PROVIDED TEXT
As demonstration of these problems inherent with each of the four existing solutions, we reanalyze our corpus enforcing each criterion in turn (Figure 7)3. As expected, the KO17 and Moon solution yield Φ = 0 for several systems that are integrated (e.g., that cannot be tensor factorized without changing the underlying dynamics). The “smallest” criterion does little to mitigate the degeneracy. At first glance, however, it appears the “biggest” criterion avoids both of these issues and provides a positive Φ value in all cases. This is an idiosyncrasy of our data set, as selecting the biggest purview element suffers from the same problem as selecting the smallest purview element; namely, degenerate core causes/effects are often the same size. The reason that the “biggest” solution appears to yield unique Φ values for the systems under consideration is due entirely to the ubiquitous use of two-input logic gates (AND, OR,XOR, NOR, etc.) in our corpus. In such cases, the tied purview elements are almost always A, B and AB for which selecting the largest purview element (AB) results in a unique core cause/effect. However, this does not hold in general, as systems comprised of logic gates with more than two inputs (e.g. neurons in the human brain) have entirely different symmetries. As Figure 8 shows, a simple system of majority gates, each with three inputs, is enough to prove that a unique Φ value does not result from the “biggest” criterion. Thus, the fundamental problem remains unaddressed.

TASK INSTRUCTIONS
a) Sum up the excerpt on Φ tie-breaking criteria in two sentences.
b) Put this sentence from the excerpt on Φ tie-breaking criteria into Spanish: "The “smallest” criterion does little to mitigate the degeneracy."
c) Carry on the excerpt on Φ tie-breaking criteria, starting right after its last sentence.

AVAILABLE DATA
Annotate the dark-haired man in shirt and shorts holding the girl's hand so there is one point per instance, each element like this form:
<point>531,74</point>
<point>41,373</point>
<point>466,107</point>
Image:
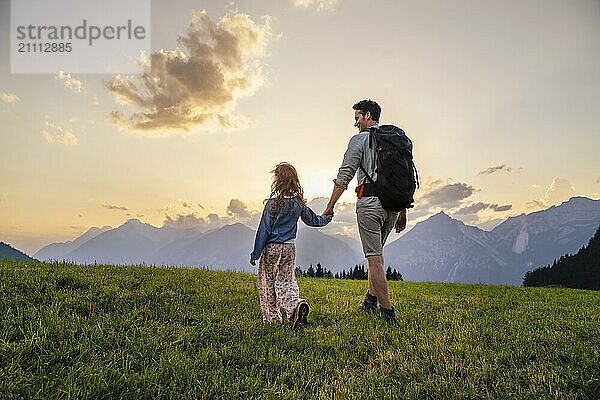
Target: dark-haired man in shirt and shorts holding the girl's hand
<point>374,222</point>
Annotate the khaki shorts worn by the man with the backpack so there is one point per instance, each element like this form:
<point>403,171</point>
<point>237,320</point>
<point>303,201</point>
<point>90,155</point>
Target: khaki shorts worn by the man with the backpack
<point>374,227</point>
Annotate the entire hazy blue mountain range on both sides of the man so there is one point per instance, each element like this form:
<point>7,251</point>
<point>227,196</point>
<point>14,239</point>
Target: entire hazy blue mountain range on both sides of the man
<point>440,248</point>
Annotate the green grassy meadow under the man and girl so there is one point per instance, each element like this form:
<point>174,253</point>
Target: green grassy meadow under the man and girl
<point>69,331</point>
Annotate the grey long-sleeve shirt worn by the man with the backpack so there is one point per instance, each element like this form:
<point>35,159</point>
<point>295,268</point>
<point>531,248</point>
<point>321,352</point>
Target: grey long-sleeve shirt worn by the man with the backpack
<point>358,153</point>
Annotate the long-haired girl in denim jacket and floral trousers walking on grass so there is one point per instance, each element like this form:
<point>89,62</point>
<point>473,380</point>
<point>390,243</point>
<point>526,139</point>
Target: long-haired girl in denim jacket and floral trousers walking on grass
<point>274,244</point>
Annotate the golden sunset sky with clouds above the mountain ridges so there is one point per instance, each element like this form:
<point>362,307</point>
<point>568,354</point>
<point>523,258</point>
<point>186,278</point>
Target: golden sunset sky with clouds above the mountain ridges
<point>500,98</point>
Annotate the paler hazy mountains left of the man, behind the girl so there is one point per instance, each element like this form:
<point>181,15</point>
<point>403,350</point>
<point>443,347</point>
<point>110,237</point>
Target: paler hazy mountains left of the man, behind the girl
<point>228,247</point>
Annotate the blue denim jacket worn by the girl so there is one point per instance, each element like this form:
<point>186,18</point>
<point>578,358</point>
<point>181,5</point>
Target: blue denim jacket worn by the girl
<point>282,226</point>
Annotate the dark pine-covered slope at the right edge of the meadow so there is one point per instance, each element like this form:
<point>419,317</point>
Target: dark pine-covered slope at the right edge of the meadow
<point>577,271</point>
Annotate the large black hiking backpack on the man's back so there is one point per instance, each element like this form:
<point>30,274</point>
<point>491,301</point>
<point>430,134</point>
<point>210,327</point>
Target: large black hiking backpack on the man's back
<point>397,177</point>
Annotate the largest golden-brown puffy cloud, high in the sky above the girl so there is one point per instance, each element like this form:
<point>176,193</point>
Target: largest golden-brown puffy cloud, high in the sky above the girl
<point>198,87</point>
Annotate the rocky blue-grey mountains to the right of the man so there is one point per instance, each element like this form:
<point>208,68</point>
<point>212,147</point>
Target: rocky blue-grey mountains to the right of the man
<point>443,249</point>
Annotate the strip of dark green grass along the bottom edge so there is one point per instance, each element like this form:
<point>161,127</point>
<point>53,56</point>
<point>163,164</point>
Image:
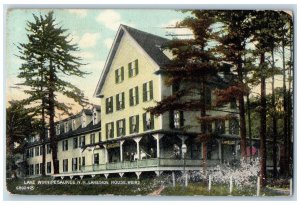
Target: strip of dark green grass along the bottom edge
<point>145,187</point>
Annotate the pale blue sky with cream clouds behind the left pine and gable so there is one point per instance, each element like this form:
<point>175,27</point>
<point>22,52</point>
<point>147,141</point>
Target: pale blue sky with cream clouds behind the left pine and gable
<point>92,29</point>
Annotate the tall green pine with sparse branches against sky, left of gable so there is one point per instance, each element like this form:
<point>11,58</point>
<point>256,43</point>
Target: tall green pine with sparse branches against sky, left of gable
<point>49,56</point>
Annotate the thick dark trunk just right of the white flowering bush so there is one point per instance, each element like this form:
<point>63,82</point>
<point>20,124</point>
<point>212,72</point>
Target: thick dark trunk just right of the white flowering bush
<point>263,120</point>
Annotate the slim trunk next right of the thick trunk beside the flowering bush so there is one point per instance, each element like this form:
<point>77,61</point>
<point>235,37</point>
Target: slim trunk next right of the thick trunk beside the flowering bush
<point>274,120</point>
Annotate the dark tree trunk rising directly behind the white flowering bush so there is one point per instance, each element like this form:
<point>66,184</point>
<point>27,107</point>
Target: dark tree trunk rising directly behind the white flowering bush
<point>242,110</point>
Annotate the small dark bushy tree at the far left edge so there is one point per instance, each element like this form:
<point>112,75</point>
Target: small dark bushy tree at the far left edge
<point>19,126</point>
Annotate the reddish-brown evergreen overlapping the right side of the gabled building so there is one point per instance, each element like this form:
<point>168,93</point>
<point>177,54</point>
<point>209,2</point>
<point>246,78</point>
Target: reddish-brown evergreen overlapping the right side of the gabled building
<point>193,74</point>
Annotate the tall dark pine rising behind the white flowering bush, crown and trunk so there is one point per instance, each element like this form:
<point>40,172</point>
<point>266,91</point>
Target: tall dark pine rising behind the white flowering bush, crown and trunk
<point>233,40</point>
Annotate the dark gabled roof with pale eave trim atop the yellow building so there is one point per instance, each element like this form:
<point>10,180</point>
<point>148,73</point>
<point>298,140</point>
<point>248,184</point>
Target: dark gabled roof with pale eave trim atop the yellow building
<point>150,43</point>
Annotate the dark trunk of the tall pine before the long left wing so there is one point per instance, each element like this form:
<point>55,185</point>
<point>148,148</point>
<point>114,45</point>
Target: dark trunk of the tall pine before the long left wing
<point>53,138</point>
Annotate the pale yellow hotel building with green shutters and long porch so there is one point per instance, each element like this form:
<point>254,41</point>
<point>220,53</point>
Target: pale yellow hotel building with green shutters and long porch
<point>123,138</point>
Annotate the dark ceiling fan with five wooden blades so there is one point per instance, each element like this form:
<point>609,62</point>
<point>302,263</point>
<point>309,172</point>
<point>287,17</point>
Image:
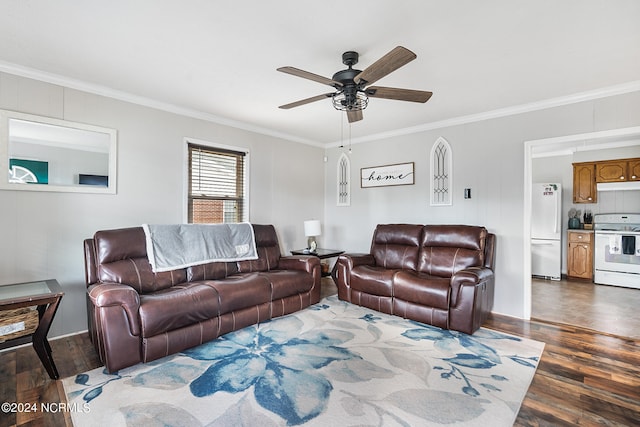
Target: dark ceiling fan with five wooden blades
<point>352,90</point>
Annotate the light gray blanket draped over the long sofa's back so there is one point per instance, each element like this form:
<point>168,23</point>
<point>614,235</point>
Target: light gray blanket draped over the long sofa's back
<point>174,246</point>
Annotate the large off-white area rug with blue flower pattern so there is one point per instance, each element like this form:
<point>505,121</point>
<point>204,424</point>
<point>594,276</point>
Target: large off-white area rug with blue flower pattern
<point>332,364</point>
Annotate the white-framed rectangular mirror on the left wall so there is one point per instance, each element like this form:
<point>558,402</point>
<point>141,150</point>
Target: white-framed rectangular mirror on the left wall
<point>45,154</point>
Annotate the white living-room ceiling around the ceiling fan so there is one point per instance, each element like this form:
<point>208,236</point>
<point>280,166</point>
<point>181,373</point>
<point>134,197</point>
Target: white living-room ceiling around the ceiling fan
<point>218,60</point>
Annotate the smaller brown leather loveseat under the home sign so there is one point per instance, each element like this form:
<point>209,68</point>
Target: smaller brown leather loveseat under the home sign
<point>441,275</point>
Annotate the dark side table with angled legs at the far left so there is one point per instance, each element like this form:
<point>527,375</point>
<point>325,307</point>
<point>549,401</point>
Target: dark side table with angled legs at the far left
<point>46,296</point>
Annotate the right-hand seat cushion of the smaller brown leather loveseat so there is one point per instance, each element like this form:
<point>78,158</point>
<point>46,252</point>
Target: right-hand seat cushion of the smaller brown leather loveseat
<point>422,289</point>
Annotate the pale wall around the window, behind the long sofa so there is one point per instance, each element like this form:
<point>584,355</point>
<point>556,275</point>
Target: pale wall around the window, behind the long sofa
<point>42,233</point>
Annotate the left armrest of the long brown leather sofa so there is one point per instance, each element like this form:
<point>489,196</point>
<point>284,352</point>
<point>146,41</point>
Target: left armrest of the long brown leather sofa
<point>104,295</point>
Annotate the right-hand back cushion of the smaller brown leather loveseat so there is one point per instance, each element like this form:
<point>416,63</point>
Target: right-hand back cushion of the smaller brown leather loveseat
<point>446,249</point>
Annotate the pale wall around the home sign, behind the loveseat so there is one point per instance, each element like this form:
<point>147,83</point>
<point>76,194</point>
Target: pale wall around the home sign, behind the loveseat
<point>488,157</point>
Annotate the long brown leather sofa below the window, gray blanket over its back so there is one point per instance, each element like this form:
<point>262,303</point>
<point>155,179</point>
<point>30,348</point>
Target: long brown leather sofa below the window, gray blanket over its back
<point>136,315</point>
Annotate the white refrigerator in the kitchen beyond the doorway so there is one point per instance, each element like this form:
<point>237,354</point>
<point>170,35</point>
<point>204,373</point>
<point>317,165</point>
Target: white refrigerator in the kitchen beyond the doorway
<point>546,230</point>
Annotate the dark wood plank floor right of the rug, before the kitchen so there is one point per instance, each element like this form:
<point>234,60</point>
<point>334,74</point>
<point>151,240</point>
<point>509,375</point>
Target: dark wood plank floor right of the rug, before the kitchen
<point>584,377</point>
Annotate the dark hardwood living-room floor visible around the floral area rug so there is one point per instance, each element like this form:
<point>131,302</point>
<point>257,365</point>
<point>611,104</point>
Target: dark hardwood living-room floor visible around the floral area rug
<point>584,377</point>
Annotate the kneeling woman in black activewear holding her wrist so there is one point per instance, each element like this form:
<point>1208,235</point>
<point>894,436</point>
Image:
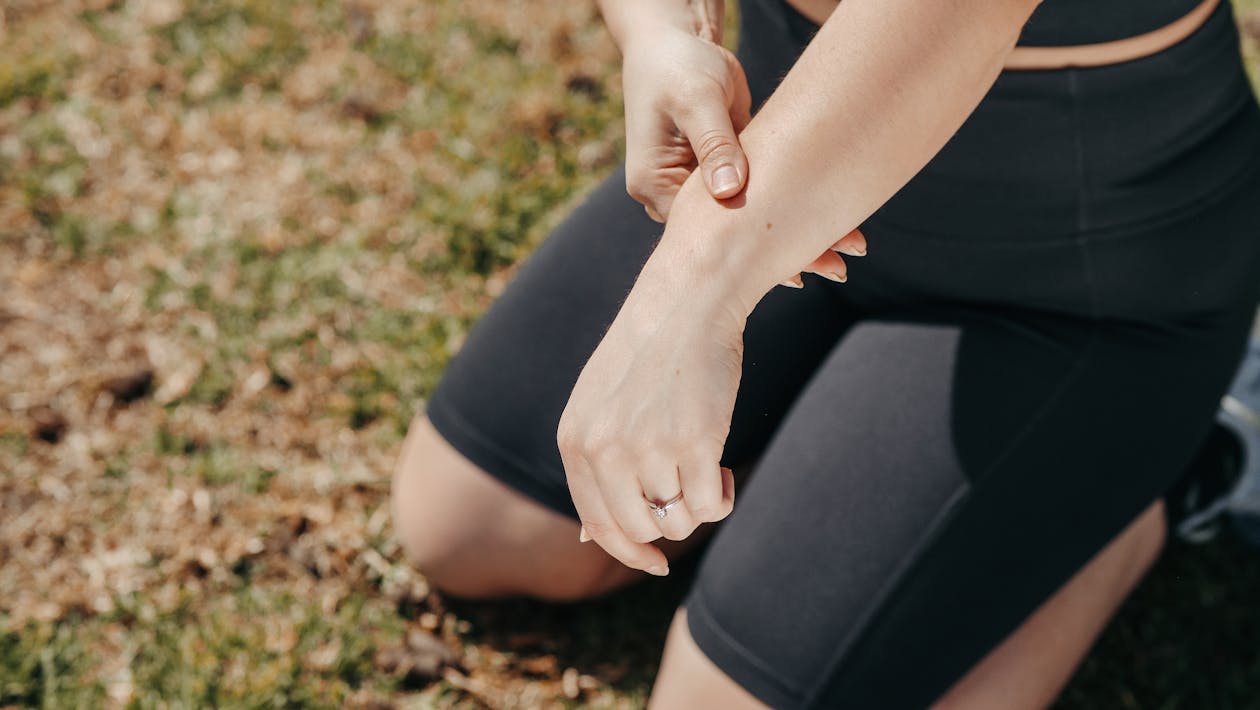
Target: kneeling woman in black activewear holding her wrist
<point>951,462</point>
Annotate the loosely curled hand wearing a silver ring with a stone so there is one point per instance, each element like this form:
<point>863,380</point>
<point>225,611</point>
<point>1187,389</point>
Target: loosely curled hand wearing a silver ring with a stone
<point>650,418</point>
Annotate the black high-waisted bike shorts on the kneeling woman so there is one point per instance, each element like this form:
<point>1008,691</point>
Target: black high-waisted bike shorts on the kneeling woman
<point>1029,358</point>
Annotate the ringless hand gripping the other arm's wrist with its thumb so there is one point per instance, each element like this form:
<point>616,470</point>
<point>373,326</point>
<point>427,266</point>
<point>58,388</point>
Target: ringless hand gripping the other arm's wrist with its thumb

SET OF ANSWERS
a) The KO17 and Moon solutions give Φ = 0 for several integrated systems, and the "smallest" criterion does little to reduce the degeneracy. The "biggest" criterion seems to give a positive Φ in every case only because the corpus relies on two-input logic gates, and a simple system of three-input majority gates shows that it does not yield a unique Φ value, so the fundamental problem remains unaddressed.

b) El criterio “más pequeño” hace poco para mitigar la degeneración.

c)
5 Discussion
In IIT, the constellation corresponding to the unpartitioned CES is equated with nothing less than subjective experience itself. The geometric shape of this constellation (meaning the shape of the probability distributions that comprise the core cause/effect repertoires) is identified as “what it is like” to be something (c.f. [35]) while the ΦMax value is identified as the overall “level” of consciousness. Our results demonstrate how this structure is underspecified. If held to IIT’s own criteria, Φ cannot be used to measure the contents or quantity of subjective experience. In the words of Moon, “the qualia underdetermination problem shakes IIT to the ground” [14].
It is critical that such challenges be addressed, especially given how IIT is more popular than ever and Φ is being used to bolster arguments about the nature of consciousness in neuroscience and beyond [17, 18, 36]. While it is important to acknowledge that IIT is not necessary tied to its current mathematical formalism, it is equally important to point out that the theory demonstrates several hallmark features of an unscientific handling of ideas to date [37]. The first is the use of an ad hoc procedure to resolve fundamental contradictions inherent in the theory: IIT tries to resolve the undetermined qualia problem with an ad hoc procedure of selecting the smallest or largest purview element. The second is a lack of transparency with regard to the mathematical implementation of the theory: PyPhi essentially acts as a black-box algorithm that buries many of the mathematical problems inherent in the Φ calculation, most notably the arbitrary selection of a unique Φ value. And third, the theory struggles to ground itself experimentally: recent proofs have demonstrated that IIT is either falsified or inherently unfalsifiable depending on the inference procedure that is used to independently test predictions from the theory. In combination, these three features strongly suggest that IIT is on the wrong side of the demarcation problem.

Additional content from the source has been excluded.